Segment Start: INPUT MATERIAL
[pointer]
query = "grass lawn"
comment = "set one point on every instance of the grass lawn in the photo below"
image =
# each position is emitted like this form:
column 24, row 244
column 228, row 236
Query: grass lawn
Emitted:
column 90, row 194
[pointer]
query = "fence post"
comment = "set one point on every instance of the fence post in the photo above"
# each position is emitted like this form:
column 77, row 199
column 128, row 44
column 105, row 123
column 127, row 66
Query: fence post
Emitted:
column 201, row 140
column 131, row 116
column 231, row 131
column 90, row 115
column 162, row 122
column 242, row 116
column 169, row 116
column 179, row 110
Segment End: INPUT MATERIAL
Segment Start: INPUT MATERIAL
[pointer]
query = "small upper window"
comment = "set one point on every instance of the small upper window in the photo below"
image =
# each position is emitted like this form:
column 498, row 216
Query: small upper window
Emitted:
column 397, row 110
Segment End: INPUT MATERIAL
> **WHAT YOU SHOULD DO**:
All lines that contain the word "grass" must be copied from the records above.

> **SOLUTION BELOW**:
query = "grass lawn"
comment = "set one point on every instance of the grass lawn in the photo below"
Query: grass lawn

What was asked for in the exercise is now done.